WHAT THE TASK ASKS: Edit the rows below so that each "point at the" becomes "mark the", and leave everything else as it is.
════════════════════
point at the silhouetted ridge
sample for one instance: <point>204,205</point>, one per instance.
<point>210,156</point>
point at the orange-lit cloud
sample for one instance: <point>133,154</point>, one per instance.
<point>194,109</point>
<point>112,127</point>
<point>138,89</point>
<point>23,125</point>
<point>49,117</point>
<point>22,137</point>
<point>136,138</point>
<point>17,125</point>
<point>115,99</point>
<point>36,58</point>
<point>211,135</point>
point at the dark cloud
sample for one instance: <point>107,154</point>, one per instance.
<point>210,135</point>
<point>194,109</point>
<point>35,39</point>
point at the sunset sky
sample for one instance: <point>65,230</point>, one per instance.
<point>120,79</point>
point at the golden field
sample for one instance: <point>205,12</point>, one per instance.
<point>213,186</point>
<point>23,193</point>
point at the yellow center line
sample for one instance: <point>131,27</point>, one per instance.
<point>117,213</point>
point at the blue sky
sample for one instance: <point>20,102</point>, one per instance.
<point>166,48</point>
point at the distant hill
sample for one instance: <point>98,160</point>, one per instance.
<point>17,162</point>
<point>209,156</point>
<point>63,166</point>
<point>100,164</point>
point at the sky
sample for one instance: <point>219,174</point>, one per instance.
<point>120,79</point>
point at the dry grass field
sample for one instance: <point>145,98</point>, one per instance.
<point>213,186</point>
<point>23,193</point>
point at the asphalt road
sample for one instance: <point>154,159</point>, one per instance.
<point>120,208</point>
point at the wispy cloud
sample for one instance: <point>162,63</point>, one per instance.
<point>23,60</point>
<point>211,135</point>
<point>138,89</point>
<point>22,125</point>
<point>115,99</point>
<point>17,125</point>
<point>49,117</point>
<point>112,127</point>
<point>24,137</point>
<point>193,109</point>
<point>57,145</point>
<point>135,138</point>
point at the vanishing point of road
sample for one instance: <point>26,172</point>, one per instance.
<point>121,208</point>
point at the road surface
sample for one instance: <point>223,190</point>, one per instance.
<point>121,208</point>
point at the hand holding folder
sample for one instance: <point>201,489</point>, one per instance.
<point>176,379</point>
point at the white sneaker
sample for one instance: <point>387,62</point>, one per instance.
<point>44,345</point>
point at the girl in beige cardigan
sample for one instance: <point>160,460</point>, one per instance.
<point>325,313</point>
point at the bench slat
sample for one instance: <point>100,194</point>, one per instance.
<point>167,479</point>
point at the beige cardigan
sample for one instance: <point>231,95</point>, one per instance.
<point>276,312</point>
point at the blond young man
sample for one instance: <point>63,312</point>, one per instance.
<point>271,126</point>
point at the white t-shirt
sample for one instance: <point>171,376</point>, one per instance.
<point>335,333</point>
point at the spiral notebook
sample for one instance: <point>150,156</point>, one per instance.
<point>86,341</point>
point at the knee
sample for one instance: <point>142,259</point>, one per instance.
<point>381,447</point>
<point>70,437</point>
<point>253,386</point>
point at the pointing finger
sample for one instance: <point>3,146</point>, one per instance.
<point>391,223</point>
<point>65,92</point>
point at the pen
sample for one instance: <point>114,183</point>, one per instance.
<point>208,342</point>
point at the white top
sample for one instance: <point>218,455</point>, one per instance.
════════════════════
FINAL ANSWER:
mark the silhouetted ridge
sample for one instance: <point>204,205</point>, one per instance.
<point>210,156</point>
mark the orange-lit cloud
sample for one instance: <point>133,154</point>, one per instance.
<point>194,109</point>
<point>112,127</point>
<point>138,89</point>
<point>23,125</point>
<point>49,117</point>
<point>22,137</point>
<point>136,138</point>
<point>17,125</point>
<point>115,99</point>
<point>36,58</point>
<point>211,135</point>
mark the dark cloud
sample for one instance: <point>107,154</point>, one per instance.
<point>210,135</point>
<point>194,109</point>
<point>35,39</point>
mark the sunset sky
sample for one instance: <point>65,230</point>, one per instance.
<point>120,79</point>
mark the golden field
sample for one instance: <point>205,12</point>, one per instance.
<point>213,186</point>
<point>23,193</point>
mark the yellow center line
sample for one instance: <point>131,27</point>, one per instance.
<point>117,213</point>
mark the blue sky
sample for one instance: <point>20,102</point>, one per instance.
<point>166,48</point>
mark the distant hill
sample for one instance: <point>98,160</point>, one per instance.
<point>17,162</point>
<point>209,156</point>
<point>63,166</point>
<point>100,164</point>
mark the sky
sample for one instance: <point>219,174</point>, one per instance.
<point>120,79</point>
mark the dry grass field
sample for one instance: <point>145,98</point>, one per instance.
<point>213,186</point>
<point>23,193</point>
mark the asphalt road
sample for one instance: <point>154,159</point>, one per instance.
<point>120,208</point>
mark the wispy cloud
sample for one instance: <point>162,63</point>, one per instance.
<point>23,60</point>
<point>211,135</point>
<point>138,89</point>
<point>22,125</point>
<point>115,99</point>
<point>17,125</point>
<point>49,117</point>
<point>112,127</point>
<point>24,137</point>
<point>193,109</point>
<point>57,145</point>
<point>135,138</point>
mark the vanishing point of road
sample for one instance: <point>26,172</point>, one per instance.
<point>121,208</point>
mark the road surface
sample for one instance: <point>223,190</point>, one per instance.
<point>121,208</point>
mark the hand holding folder
sample for one instance: <point>201,489</point>, one per instance.
<point>176,379</point>
mark the white sneaker
sample for one instance: <point>387,62</point>, one per instance.
<point>44,345</point>
mark the girl in beige cardigan
sample for one instance: <point>160,460</point>, one per instance.
<point>325,313</point>
mark the bench slat
sample for one instance: <point>100,194</point>, one per instance.
<point>167,479</point>
mark the beige cardigan
sample for one instance: <point>231,95</point>, one per instance.
<point>276,312</point>
mark the blond young man
sample for one instance: <point>63,312</point>, one per instance.
<point>271,126</point>
mark the white t-shirt
sample for one instance: <point>171,376</point>, one per instance.
<point>335,333</point>
mark the spiral notebook
sample for one instance: <point>150,156</point>, one per instance.
<point>86,341</point>
mark the knee
sample for one instance: <point>142,259</point>, one per instance.
<point>381,447</point>
<point>70,437</point>
<point>253,386</point>
mark the pointing finger
sample for one instance: <point>3,146</point>, one per instance.
<point>391,223</point>
<point>65,92</point>
mark the pen
sample for one instance: <point>114,183</point>, one per instance.
<point>208,342</point>
mark the white top
sample for one instance: <point>218,455</point>, one per instance.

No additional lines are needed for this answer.